### WHAT IS BEING ASKED
Extract each line below that contains the word "football".

Excerpts from point annotation records:
★ ★ ★

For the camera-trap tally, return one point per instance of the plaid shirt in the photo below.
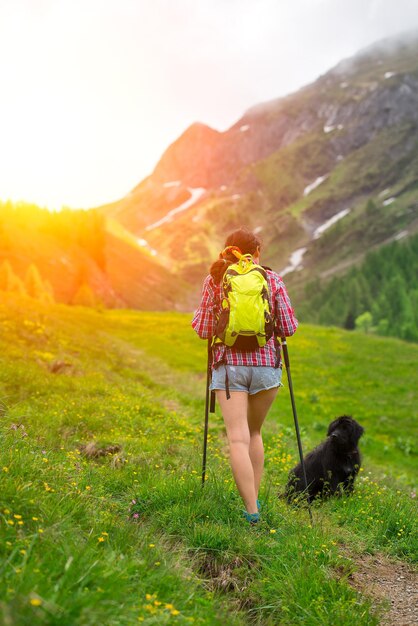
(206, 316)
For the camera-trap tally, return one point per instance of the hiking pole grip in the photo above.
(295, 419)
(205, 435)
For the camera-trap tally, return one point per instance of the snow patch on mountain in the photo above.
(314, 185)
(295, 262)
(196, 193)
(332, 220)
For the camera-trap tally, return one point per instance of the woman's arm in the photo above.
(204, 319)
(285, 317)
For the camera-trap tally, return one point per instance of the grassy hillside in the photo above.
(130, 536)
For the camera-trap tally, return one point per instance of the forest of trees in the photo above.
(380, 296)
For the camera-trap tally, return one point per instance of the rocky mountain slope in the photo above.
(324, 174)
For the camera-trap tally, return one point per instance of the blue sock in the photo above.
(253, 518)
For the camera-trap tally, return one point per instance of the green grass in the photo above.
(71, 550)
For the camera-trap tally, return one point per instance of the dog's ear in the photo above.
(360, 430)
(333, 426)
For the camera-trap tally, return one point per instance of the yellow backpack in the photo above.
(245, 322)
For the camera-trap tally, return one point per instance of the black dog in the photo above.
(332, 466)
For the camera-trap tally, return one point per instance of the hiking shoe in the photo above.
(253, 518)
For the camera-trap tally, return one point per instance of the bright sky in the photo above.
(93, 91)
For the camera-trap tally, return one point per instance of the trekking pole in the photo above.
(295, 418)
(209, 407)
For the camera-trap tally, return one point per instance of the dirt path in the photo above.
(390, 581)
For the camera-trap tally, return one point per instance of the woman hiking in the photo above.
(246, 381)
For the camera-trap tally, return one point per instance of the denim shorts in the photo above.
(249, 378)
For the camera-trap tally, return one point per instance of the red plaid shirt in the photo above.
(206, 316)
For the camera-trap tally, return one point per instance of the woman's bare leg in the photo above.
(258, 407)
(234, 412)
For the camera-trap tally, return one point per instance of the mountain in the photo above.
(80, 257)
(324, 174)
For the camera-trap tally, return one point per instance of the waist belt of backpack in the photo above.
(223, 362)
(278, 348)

★ ★ ★

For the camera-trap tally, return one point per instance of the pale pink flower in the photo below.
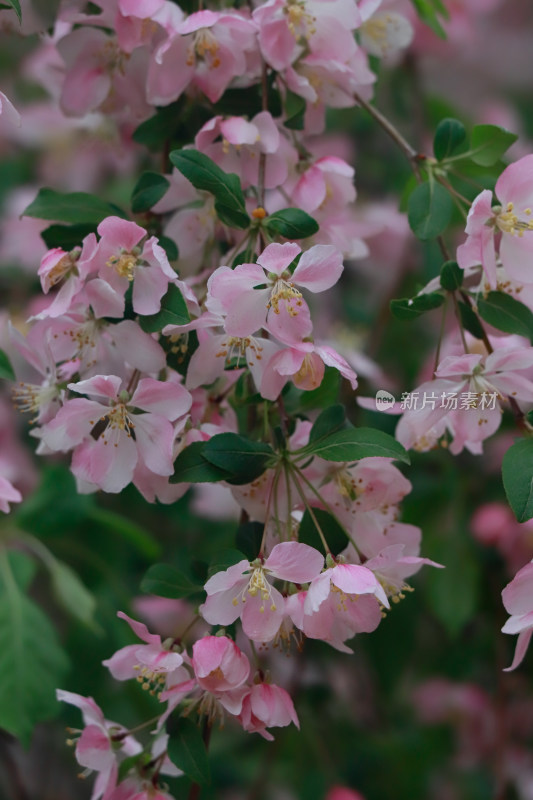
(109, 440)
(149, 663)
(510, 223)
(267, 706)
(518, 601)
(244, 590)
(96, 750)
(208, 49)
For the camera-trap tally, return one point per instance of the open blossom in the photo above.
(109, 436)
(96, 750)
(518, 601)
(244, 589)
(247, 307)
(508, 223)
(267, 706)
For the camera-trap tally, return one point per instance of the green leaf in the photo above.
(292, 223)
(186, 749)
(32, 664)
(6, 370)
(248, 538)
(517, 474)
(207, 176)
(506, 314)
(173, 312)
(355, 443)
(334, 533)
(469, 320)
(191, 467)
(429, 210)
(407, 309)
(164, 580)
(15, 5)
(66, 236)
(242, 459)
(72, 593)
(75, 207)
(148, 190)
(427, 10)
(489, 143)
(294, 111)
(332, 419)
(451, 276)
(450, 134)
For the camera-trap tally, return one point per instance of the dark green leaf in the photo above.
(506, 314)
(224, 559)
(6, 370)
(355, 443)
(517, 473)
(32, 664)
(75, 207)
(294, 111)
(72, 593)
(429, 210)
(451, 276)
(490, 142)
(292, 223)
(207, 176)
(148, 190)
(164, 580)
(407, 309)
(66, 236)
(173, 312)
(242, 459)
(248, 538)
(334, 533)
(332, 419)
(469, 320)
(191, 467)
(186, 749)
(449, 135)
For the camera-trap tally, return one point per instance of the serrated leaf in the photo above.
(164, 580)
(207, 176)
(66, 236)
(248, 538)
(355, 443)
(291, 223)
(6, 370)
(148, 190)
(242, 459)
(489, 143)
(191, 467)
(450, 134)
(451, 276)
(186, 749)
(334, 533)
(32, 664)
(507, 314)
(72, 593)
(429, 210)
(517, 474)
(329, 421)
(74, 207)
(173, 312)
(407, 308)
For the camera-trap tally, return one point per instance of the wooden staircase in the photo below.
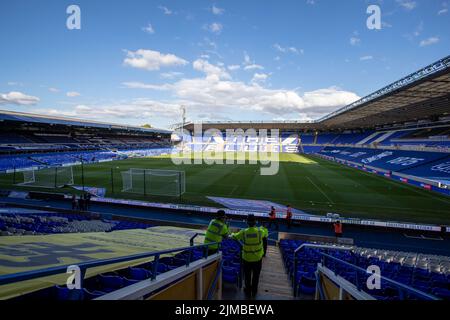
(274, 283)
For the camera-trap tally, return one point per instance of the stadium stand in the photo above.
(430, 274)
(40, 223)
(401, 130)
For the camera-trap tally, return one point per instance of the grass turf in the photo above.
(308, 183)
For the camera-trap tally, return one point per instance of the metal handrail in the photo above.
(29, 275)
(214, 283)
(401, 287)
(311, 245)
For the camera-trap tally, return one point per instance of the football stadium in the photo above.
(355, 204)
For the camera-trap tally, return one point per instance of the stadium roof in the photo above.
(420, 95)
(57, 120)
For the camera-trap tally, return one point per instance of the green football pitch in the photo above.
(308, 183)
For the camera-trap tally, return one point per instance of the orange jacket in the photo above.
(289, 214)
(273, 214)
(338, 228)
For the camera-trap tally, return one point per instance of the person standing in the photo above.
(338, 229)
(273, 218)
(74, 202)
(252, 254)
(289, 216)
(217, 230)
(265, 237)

★ ★ ★

### FINISHED EXERCISE
For the camera-trap tally, return one point per instance of the football stadium in the photo above.
For the camera-trap tally, return one point per instance of the green football pitch in the photo above.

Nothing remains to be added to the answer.